SELECTED PASSAGE -
The dehydrogenation experiments were measured by using a Sieverts-type pressure-composition-temperature (PCT) apparatus (General Research Institute for Nonferrous Metals, China), which mainly consisted of a reactor and pressure transducer. It was heated to 450 °C at a rate of 5 °C min−1 in a static vacuum under a hydrogen pressure of 0.1 MPa to measure the non-isothermal desorption when the 0.3 g sample was loaded. The isothermal desorption properties of the doped samples were manipulated at 300 °C under a vacuum atmosphere.

The structural characteristics of the samples after ball milling and desorption were identified by powder X-ray diffraction (XRD, 40 kV, 300 mA, Cu Kα radiation) with the 2θ angle varying from 20 to 90° at a scanning rate of 5° min−1. X-ray photoelectron spectroscopy (XPS) was performed with a PHI-5300 spectrometer. The morphology and phase constitution of all samples after ball milling and desorption were observed by transmission electron microscopy (TEM, Tecnai G2 F30 S-TWIN, FEI, USA) and energy dispersive X-ray spectrometry (EDX, Tecnai G2 T20, FEI, USA). Differential scanning calorimetry (DSC) experiments were conducted in a Netzsch STA 449 F5 under an argon flow rate of 50 ml min−1 from 50 to 450 °C with a heating rate of 5–15 °C min−1. Furthermore, the microstructure and morphology of undoped and doped samples after ball milling and dehydrogenation were identified by field-emission scanning electron microscopy (FESEM, Quanta FEG 650).

3. Results and discussion

The nanocrystalline MnFe2O4 composite was prepared by the auto-combustion process. XRD patterns (Fig. 1(a)) of MnFe2O4 nanoparticles can be perfectly assigned to the cubic phase of MnFe2O4 (PDF: 74-2403). The diffraction peaks can be seen at 30.1°, 35.08°, 42.82°, 53.23°, 56.89°, 62.65° and 73.82°, corresponding to the (220), (311), (400), (422), (511), (440) and (533) planes of MnFe2O4. The average grain size of MnFe2O4 is 38 nm, calculated by the Scherrer formula based on the characteristic peaks. A typical TEM micrograph (Fig. 1(b)) of MnFe2O4 particles indicated multidispersed particles with a mean diameter of about 40 nm. The electron diffraction pattern indicated that the modified MnFe2O4 particles were crystallized. The small particles are one of the vital elements for catalyzed reactions and have a great impact on the decomposition temperature and hydrogen capacity.14,23,24
image file: c7ra05845d-f1.tif
Fig. 1 (a) XRD and (b) TEM patterns of synthesized MnFe2O4.

WHAT THIS TASK INVOLVES -
Write out the stretch of the hydrogen desorption passage from "The dehydrogenation experiments" through "a vacuum atmosphere.", word for word. Rely on nothing but the hydrogen desorption passage.

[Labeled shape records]
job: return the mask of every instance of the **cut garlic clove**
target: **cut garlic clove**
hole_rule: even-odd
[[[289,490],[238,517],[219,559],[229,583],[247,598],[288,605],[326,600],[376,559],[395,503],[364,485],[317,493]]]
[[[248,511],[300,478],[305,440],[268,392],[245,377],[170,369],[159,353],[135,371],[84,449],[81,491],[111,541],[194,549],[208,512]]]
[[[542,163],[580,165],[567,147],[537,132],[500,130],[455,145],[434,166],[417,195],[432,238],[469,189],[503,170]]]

THE ANSWER -
The dehydrogenation experiments were measured by using a Sieverts-type pressure-composition-temperature (PCT) apparatus (General Research Institute for Nonferrous Metals, China), which mainly consisted of a reactor and pressure transducer. It was heated to 450 °C at a rate of 5 °C min−1 in a static vacuum under a hydrogen pressure of 0.1 MPa to measure the non-isothermal desorption when the 0.3 g sample was loaded. The isothermal desorption properties of the doped samples were manipulated at 300 °C under a vacuum atmosphere.